Stored data entries
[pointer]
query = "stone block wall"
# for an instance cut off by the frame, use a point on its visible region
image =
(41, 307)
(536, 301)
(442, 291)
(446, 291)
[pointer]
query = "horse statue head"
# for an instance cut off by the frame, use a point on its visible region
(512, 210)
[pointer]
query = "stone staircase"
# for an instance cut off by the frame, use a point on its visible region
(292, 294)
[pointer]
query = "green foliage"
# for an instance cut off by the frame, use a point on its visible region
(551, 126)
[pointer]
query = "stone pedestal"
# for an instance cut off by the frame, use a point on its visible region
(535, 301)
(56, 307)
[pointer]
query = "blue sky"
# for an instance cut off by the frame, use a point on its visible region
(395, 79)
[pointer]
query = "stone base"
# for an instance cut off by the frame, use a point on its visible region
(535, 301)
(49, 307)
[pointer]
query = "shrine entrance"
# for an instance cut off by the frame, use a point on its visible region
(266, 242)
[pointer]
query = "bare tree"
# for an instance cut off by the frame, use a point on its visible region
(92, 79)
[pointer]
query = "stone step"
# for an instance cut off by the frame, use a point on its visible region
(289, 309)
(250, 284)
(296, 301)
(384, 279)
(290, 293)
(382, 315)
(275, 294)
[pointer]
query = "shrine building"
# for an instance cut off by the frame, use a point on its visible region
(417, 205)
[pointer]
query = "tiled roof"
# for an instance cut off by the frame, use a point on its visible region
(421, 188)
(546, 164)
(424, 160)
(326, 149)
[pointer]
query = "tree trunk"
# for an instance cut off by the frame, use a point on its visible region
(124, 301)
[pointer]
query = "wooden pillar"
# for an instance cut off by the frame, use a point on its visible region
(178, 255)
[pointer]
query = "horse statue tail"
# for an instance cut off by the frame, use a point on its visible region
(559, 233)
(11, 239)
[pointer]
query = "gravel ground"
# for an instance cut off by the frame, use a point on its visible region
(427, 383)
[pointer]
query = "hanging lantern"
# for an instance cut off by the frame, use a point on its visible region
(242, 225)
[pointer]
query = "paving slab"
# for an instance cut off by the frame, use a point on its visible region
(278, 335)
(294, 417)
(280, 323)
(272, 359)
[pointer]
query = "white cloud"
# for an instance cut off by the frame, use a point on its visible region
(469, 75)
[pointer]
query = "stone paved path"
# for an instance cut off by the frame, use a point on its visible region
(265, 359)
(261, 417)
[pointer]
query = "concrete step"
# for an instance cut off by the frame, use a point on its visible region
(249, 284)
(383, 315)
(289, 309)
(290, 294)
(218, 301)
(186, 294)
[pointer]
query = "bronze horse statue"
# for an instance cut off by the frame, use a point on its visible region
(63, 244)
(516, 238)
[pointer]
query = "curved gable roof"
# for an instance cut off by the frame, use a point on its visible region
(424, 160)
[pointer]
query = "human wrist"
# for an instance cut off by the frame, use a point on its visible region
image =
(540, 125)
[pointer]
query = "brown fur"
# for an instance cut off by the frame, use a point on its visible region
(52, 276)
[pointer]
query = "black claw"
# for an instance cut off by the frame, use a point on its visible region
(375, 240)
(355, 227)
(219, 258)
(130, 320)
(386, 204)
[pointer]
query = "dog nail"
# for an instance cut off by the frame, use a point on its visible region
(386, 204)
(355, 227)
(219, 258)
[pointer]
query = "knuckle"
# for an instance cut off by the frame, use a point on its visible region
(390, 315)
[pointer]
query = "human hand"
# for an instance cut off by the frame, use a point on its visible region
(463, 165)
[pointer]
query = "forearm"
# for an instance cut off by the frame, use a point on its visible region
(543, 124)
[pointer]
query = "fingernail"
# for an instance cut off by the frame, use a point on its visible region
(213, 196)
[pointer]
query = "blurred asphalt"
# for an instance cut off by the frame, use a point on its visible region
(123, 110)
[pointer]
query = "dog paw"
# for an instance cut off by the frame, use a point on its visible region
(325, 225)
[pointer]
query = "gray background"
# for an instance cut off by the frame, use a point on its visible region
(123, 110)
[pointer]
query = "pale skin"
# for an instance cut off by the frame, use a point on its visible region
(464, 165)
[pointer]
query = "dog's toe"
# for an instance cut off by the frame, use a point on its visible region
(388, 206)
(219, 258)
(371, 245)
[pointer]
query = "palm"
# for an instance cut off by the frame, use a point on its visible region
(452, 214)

Task to carry out:
Every record listed above should be reproduced exactly.

Solution to the problem:
[pointer]
query = "stone block wall"
# for an instance cut off by the frame, use a point on its visible region
image =
(41, 307)
(536, 301)
(442, 291)
(446, 291)
[pointer]
query = "horse statue head"
# for an instance cut off by the frame, use a point on its visible region
(512, 210)
[pointer]
query = "stone staircase"
# for an instance cut off by the frame, use a point on its visible region
(292, 294)
[pointer]
query = "green foliage"
# for an instance cut off by the frame, use a point on its visible region
(551, 126)
[pointer]
query = "stone pedestal"
# for an instance cut off by the frame, use a point on its visible region
(535, 301)
(56, 307)
[pointer]
query = "blue sky"
# for an instance cut off by the frame, use a point on its visible region
(395, 79)
[pointer]
query = "stone base"
# for an instance cut off by the frame, use a point on its visible region
(535, 301)
(49, 307)
[pointer]
query = "shrine entrance"
# for an instance cut off by the frame, use a point on its visible region
(266, 242)
[pointer]
query = "bare tree"
# for an instance cut off by the frame, use a point on its visible region
(92, 79)
[pointer]
query = "stone step"
# for an instance cut off by the frame, use a point on its visible region
(289, 309)
(250, 284)
(296, 301)
(384, 279)
(290, 293)
(382, 315)
(275, 294)
[pointer]
query = "shrine building"
# for an instance cut off by the frame, use a point on its visible region
(417, 205)
[pointer]
query = "tiled roof"
# for an instance cut off by the frame, use a point on its visible region
(421, 188)
(546, 164)
(424, 160)
(326, 149)
[pointer]
query = "tree trunk"
# for an instance cut off by the frame, use a point on its visible region
(124, 301)
[pointer]
query = "wooden pillar"
# for an instance cut off by the frame, use a point on its visible region
(178, 255)
[pointer]
query = "horse statue tail"
# for an instance cut off by the frame, use a point on its visible region
(559, 233)
(11, 239)
[pointer]
query = "gravel ground"
# for an instance cut off by the frame, use a point on its visible region
(427, 383)
[pointer]
query = "hanging lantern"
# for an instance cut off by the frame, use a point on its visible region
(242, 225)
[pointer]
query = "paving slab"
# for an instance cut off by the frame, use a point on its visible region
(278, 335)
(294, 417)
(280, 323)
(272, 359)
[pointer]
query = "white cloud"
# for an instance cut off by the frame, use a point on its visible region
(469, 75)
[pointer]
query = "stone paved path"
# for an instance cut off by the frame, use a point on its visible region
(265, 359)
(261, 417)
[pointer]
query = "concrete step"
# for an instance cut off by the frame, use a point on its visible region
(249, 284)
(383, 315)
(289, 309)
(290, 294)
(218, 301)
(186, 294)
[pointer]
query = "bronze horse statue"
# for an instance cut off by the frame, use a point on its visible region
(63, 244)
(516, 238)
[pointer]
query = "curved gable roof"
# for an instance cut off by the frame, use a point on its visible region
(424, 160)
[pointer]
query = "human wrist"
# for an instance cut off by the frame, use a point on its visible region
image =
(540, 125)
[pointer]
query = "brown fur"
# for an instance cut off by the frame, use a point on its visible region
(52, 276)
[pointer]
query = "black claw"
# for an instance cut off by the frame, use a point on its visible region
(375, 240)
(355, 227)
(219, 258)
(130, 320)
(386, 204)
[pointer]
query = "dog nail"
# for an instance cut off by the frame, use a point on its visible region
(386, 204)
(355, 227)
(219, 258)
[pointer]
query = "knuckle"
# for an instance cut off by the frame, use a point on its visible region
(390, 315)
[pointer]
query = "human hand"
# for an instance cut off by the frame, use a point on its visible region
(463, 165)
[pointer]
query = "forearm"
# for an instance cut off by the frame, use a point on its visible region
(543, 124)
[pointer]
query = "fingernail"
# for an instance cut off by the frame, use a point on its visible region
(213, 196)
[pointer]
query = "blurred asphalt"
# for an instance cut off by the frame, use a point on its visible region
(123, 110)
[pointer]
query = "dog paw"
# for an instance cut off by the frame, use a point on its visible region
(325, 225)
[pointer]
query = "gray background"
# for an instance cut off by the frame, use a point on its visible region
(123, 110)
[pointer]
query = "pale skin"
# for an instance cut off by the frame, use a point on its visible region
(464, 165)
[pointer]
query = "dog's toe"
# for an instance cut off by the frame, use a point on its visible region
(388, 206)
(219, 258)
(371, 245)
[pointer]
query = "palm"
# for an instance cut off by the frame, use a point on its visible region
(452, 214)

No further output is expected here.